>> begin GIVEN RECORDS

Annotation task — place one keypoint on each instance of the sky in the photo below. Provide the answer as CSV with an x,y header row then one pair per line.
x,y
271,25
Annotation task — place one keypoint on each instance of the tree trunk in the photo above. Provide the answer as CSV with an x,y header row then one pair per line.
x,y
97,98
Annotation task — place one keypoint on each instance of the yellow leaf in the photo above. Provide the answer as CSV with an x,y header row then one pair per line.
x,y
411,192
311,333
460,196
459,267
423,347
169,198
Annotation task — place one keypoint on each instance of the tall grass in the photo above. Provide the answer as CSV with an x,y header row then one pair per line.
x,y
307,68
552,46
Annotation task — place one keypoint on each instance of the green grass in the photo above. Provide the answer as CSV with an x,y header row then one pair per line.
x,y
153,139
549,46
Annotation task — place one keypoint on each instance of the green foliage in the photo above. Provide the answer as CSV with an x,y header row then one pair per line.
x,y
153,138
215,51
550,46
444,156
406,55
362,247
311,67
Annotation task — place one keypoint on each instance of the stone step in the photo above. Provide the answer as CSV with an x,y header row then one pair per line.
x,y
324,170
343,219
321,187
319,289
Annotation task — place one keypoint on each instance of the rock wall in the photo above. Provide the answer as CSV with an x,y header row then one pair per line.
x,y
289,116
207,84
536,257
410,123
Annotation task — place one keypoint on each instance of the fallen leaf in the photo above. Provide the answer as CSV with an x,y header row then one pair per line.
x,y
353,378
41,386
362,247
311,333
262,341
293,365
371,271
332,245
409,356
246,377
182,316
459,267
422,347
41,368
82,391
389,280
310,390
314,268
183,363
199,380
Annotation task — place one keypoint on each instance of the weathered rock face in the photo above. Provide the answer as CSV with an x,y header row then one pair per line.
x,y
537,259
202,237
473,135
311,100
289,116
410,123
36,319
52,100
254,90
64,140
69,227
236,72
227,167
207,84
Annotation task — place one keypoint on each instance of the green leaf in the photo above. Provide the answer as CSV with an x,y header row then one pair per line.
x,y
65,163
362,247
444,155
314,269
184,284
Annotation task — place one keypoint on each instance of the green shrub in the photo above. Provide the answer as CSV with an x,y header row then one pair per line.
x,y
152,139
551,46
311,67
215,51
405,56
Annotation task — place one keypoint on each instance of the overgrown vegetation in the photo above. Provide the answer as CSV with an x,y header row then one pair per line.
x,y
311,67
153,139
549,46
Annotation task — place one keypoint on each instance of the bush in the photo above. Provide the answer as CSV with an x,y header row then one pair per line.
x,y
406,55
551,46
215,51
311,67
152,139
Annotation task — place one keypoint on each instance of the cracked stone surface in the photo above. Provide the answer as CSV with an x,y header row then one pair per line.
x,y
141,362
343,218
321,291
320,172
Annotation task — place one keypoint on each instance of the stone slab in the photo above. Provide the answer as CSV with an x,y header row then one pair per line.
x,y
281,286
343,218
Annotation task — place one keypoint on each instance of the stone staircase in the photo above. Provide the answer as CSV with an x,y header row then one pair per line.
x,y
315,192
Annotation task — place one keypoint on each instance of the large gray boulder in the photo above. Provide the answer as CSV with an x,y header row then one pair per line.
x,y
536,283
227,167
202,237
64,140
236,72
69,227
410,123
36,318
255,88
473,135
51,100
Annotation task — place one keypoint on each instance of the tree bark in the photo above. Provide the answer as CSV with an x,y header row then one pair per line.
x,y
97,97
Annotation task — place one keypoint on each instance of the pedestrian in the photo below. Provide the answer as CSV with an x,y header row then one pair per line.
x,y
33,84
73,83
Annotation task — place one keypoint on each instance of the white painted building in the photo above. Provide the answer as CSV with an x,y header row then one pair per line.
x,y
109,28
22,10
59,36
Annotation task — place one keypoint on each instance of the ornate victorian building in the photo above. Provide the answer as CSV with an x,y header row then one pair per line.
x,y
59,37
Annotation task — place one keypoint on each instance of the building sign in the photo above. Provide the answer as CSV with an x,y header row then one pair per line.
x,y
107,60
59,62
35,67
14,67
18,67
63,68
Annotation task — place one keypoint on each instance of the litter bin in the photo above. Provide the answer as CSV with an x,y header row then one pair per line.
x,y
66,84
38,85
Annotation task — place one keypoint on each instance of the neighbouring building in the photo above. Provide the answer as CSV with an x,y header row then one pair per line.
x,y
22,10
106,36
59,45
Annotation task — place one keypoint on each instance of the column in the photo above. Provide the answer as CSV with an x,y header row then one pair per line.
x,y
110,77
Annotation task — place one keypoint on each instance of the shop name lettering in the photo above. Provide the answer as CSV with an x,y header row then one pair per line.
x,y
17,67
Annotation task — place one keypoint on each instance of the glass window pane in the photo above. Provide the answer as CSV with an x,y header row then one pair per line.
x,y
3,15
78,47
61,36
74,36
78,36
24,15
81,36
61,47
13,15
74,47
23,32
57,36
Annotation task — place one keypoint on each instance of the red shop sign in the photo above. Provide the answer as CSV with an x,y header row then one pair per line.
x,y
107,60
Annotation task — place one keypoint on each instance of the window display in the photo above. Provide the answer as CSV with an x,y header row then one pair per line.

>> end GIVEN RECORDS

GOAL:
From the records above, extract everything verbatim.

COMPLETE OUTPUT:
Annotation task — place one keypoint on each instance of the sky in the photo below. Provide the answer as CSV with an x,y header row then one pair per line.
x,y
271,25
Annotation task — place one keypoint on each instance of the tree trunk in the photo above. Provide the answer as CSV with an x,y header row then one pair per line.
x,y
97,98
Annotation task — place one keypoint on each instance of the yellow leaf in the photo above. Provide the answer as CSV with an x,y header row then one pair per line.
x,y
411,192
311,333
460,196
459,267
423,347
169,198
Annotation task — place one keypoint on each instance of the tall grass in the photo above. Provide the answer as CSV with an x,y header row then one pair per line.
x,y
307,68
552,46
Annotation task — place one keypoint on each instance of the green grass in the photo above. Provide the answer as CSV with an x,y header row then one pair per line.
x,y
153,139
549,46
Annotation task — place one keypoint on each instance of the green foliage in the photo above. Provide the answer as CSV with an x,y header row then one pair per line.
x,y
153,138
215,51
550,46
444,156
406,55
362,247
311,67
Annotation task — place one keypoint on each instance of the stone step in the photo above. Provide the answer as CSV with an x,y header row then one pair per line.
x,y
324,170
343,219
321,187
319,289
Annotation task — place one keypoint on each instance of the rock wall in the photo above. Provide the answer as CSV with an x,y header row then one pair per line.
x,y
289,116
207,84
536,257
410,123
Annotation task — place one keypoint on each instance of the fallen leaf in the photo above. Provide the answer as CSV with an x,y header row then one pair per line.
x,y
353,378
41,386
362,247
311,333
262,341
293,365
371,271
332,245
409,356
246,377
182,316
459,267
422,347
41,368
82,391
389,280
310,390
314,268
183,363
199,380
Annotation task — place one keypoint on each instance of the weathered rock face in the photo above. Provide the answer as CSV with an x,y header row then one pair per line.
x,y
537,259
202,237
473,135
311,100
289,116
410,123
36,319
52,100
254,90
64,140
69,227
236,72
227,167
207,84
Annotation task — place one keypoint on each instance of the green leaf in the photo above. Provide the answer as CSV with an x,y header row then one pair per line.
x,y
65,163
362,247
444,155
314,269
184,284
Annotation task — place one keypoint on each instance of the green shrub in the photo above. Provide the answer as CSV with an x,y header row then one pair per line.
x,y
152,139
551,46
311,67
215,51
405,56
Annotation task — place one keypoint on each instance of the overgrown vegetation in the photo above. Provide the answer as CSV with an x,y header row then one pair per line.
x,y
311,67
153,139
549,46
Annotation task — place one keypoint on each instance of the bush in the photo above. Provide the answer as CSV with an x,y header row then one pair per line.
x,y
406,55
551,46
215,51
311,67
152,139
Annotation task — place one keypoint on each instance of the cracked stone surface in the photo above. Provide the answer as CSV with an x,y header row then one pair per line.
x,y
141,362
343,218
321,291
320,172
Annotation task — place one keypoint on each instance of the stone slab in the photo above. Provide the answer as CSV with an x,y header row then one pair per line.
x,y
281,286
343,218
Annotation task — place one keypoint on each instance of the stone staircase in the photo above. Provide the answer as CSV with an x,y header row then one pair per line.
x,y
315,192
Annotation task — place one keypoint on each instance of the large gray boulder in the photo above. Provide the answer as CSV with an x,y header row then one pair per line.
x,y
536,283
227,167
202,237
64,140
236,72
69,227
410,123
36,318
255,88
473,135
51,100
Annotation task — place one keypoint on each instance of the tree bark in the photo above. Provide the answer as CSV with an x,y header row then one pair per line.
x,y
97,97
Annotation task — place one keypoint on each instance of the pedestrian in the photo below. Provide the answer as CSV with an x,y header row then one pair per line.
x,y
33,84
73,83
Annotation task — place one keypoint on each instance of the white painted building in the photo above. Provide the answer as CSV with an x,y header row then one pair per line.
x,y
109,28
22,10
59,36
Annotation task — place one keypoint on each instance of the ornate victorian building in the photo above. Provide the answer as CSV with an x,y header row then one pair per line.
x,y
59,37
Annotation task — place one keypoint on each instance of the building sign in the photo above. Provide the answer as CSV with an x,y header row then one pair per line.
x,y
107,60
59,62
35,67
14,67
18,67
63,68
Annotation task — place one keypoint on each instance of the litter bin in the photo above. Provide the answer as CSV with an x,y header row then one pair per line.
x,y
66,84
38,85
Annotation task — place one keypoint on each instance of the neighbouring building in the photo above. Provide the answer as CSV with an x,y header row then one pair per line.
x,y
22,10
106,36
59,45
Annotation task — place one keypoint on each instance of the column in the photo above. Provide the answer as CSV with an x,y header row then one pair per line.
x,y
110,77
Annotation task — place one keypoint on each instance of the shop name lettering in the photo above. Provide the answer as CSV with an x,y header row then one pair per line.
x,y
17,67
Annotation task — place one keypoint on each instance of the glass window pane in the photo above. Provide the answer as CSV with an x,y header row then one pair per line.
x,y
3,15
78,47
61,36
74,36
78,36
24,15
81,36
61,47
13,15
74,47
23,32
57,36
Annotation task — place one keypoint on each instance of the red shop sign in the photo above. Provide the answer as CSV with an x,y header row then one pair per line.
x,y
107,60
Annotation task — place one keypoint on each instance of the window display in the photo above. Provide the answer as CSV with an x,y header row then one pair per line.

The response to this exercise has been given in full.